Giornalismo americano e IA: una relazione pericolosa o salvifica?
Pregiudizi, timori e divari tra redazioni locali e nazionali. Eppure, l’IA può aiutare la stampa a ridiventare il mediatore tra politica e cittadini
Nel 1994 il regista Ron Howard raccontò nel film The Paper (in italiano Cronisti d’assalto), la storia di un gruppo di giornalisti alle prese con i problemi e le scelte all’interno di un quotidiano americano. La trama principale è piuttosto semplice: The New York Sun, da diverso tempo in difficoltà, è l’unica testata a non pubblicare la notizia del giorno, ossia due uomini bianchi uccisi in un'auto e due ragazzi di colore che fuggono di fronte alla scena.
La riunione di redazione del giorno dopo evidenzia il dilemma: cosa mettere in apertura? Un altro “normale” e banale fatto di cronaca o l’omicidio dei due uomini bianchi e la relativa condanna mediatica dei ragazzi neri? Non solo: in un giornale con poche risorse, la scelta significa anche concentrare tutti i mezzi disponibili nel raccontare la storia giusta.
Per comprendere meglio la questione e capire come un film del 1994 possa dirci molto sull’ utilizzo dell’intelligenza artificiale nel giornalismo occorre fare un passo indietro, alle origini del modello giornalistico liberale o “anglo-americano”, così come lo hanno analizzato Daniel C. Hallin e Paolo Mancini in Modelli di giornalismo. Mass media e politica nelle democrazie occidentali (2004, Editori Laterza).
────────
Consegna = Secondo il brano, quale testata è l'unica a non pubblicare la notizia del giorno nel film The Paper? Si attenga esclusivamente al brano.
────────
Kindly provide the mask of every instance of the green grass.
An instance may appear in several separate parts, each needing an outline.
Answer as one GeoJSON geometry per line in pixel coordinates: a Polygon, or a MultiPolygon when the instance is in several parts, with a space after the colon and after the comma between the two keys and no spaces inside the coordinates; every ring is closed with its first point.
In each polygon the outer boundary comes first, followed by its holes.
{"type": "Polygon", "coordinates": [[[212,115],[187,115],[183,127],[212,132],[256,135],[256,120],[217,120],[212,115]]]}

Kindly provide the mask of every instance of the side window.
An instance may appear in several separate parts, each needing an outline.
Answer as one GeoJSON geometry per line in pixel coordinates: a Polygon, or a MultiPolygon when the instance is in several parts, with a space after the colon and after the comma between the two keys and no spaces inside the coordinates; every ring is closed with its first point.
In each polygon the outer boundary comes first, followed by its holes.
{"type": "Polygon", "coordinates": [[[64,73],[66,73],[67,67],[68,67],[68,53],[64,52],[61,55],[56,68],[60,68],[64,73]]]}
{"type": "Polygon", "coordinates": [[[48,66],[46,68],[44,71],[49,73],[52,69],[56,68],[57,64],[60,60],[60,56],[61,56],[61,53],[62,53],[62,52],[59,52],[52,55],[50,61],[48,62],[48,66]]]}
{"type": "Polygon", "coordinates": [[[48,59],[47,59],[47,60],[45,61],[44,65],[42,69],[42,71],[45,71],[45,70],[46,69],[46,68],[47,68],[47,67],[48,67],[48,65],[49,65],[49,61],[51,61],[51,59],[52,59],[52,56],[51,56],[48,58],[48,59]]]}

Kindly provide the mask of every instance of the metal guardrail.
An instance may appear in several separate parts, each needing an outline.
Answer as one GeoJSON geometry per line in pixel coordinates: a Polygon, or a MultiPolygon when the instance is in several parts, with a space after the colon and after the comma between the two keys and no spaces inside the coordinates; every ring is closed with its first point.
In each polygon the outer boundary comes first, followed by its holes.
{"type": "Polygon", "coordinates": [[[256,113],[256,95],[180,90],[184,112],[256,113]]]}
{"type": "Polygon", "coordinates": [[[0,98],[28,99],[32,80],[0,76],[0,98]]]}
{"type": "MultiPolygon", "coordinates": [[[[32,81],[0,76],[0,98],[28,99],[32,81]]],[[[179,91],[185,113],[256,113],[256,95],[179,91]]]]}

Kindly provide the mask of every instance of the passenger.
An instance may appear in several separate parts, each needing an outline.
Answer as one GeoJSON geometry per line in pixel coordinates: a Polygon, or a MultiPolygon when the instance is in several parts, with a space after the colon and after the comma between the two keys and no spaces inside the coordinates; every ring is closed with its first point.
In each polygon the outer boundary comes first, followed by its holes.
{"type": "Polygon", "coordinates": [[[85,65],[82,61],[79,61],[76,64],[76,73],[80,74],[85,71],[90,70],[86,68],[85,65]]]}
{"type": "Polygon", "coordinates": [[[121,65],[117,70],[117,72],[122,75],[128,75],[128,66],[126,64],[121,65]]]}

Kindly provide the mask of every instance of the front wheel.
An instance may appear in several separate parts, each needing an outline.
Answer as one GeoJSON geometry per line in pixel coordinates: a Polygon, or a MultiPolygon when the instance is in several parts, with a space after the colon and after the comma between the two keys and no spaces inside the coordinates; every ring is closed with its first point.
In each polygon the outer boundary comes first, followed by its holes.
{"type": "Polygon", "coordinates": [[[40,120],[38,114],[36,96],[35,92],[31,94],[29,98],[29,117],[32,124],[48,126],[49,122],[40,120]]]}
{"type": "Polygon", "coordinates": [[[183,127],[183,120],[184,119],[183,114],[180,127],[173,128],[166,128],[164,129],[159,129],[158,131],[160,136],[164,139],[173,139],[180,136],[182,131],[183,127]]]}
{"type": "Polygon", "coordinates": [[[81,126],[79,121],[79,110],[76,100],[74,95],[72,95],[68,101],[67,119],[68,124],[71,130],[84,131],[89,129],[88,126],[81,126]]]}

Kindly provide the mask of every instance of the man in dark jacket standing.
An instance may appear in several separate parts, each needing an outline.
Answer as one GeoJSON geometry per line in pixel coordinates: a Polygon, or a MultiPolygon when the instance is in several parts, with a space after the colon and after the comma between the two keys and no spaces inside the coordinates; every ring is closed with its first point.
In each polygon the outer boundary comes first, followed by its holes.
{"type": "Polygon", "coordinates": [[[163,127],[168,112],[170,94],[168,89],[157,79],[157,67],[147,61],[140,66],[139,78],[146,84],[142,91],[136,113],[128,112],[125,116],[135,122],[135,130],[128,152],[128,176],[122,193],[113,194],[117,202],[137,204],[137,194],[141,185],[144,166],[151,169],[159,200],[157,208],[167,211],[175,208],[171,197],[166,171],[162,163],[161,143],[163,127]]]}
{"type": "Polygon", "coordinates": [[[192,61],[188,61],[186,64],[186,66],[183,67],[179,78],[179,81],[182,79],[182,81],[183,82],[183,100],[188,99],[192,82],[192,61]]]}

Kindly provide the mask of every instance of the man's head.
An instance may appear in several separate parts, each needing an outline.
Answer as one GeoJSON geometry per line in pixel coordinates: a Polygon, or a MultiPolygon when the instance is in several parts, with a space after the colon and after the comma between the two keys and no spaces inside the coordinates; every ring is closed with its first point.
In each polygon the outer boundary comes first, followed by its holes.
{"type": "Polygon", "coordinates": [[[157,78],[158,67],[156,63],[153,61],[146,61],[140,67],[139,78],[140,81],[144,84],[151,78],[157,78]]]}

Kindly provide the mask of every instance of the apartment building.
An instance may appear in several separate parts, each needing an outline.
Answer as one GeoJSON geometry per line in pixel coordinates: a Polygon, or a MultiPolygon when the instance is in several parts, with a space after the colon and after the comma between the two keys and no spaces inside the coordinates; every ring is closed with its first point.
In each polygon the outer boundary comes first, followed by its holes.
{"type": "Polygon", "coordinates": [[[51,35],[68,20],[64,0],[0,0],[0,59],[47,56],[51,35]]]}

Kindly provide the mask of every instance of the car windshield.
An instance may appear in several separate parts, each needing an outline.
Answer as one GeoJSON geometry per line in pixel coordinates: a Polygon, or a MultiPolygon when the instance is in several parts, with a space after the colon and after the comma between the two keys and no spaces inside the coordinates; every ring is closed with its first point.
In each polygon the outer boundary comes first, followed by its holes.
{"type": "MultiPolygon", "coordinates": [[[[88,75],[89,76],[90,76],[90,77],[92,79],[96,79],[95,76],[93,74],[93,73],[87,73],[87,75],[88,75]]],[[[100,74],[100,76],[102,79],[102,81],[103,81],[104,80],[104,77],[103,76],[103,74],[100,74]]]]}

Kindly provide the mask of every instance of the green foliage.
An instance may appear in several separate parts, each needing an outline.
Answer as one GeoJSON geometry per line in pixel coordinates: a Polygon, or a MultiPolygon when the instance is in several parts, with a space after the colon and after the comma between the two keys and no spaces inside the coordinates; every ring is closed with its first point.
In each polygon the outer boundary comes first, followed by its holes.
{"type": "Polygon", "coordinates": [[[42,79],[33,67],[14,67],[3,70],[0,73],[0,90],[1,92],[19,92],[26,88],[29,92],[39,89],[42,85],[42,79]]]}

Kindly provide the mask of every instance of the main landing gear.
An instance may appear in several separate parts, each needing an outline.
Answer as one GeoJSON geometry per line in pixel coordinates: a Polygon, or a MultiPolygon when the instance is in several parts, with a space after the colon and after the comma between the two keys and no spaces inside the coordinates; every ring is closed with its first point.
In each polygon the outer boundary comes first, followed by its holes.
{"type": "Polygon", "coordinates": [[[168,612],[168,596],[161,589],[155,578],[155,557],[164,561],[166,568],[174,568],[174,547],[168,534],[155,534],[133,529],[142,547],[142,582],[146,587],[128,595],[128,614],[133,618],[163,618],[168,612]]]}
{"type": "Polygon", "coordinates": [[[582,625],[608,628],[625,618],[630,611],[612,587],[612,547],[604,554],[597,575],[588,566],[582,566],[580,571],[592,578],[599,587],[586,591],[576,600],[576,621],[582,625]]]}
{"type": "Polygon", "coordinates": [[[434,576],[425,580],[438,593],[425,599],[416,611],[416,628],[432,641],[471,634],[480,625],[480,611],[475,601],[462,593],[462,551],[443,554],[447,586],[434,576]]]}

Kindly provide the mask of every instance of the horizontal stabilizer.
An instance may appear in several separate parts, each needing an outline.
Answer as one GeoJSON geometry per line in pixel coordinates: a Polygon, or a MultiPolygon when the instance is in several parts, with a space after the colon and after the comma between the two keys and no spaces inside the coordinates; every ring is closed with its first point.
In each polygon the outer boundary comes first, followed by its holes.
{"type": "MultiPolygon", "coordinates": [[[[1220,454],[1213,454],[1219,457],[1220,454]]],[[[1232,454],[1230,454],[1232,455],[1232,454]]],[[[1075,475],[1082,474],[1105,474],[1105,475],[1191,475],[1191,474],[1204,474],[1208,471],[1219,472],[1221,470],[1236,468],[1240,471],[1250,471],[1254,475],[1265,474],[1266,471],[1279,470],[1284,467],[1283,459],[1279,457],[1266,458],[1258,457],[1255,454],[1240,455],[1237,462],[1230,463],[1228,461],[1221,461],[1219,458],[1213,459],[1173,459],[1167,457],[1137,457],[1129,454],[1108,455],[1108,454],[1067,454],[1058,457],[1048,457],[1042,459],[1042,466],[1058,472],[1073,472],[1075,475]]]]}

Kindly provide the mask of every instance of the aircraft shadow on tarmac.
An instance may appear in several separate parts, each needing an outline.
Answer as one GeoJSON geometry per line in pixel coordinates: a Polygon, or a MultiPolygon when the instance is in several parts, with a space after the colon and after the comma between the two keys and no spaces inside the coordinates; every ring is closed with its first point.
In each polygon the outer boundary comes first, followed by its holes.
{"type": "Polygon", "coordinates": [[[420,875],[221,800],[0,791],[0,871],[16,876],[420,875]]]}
────────
Esercizio svolto = The New York Sun.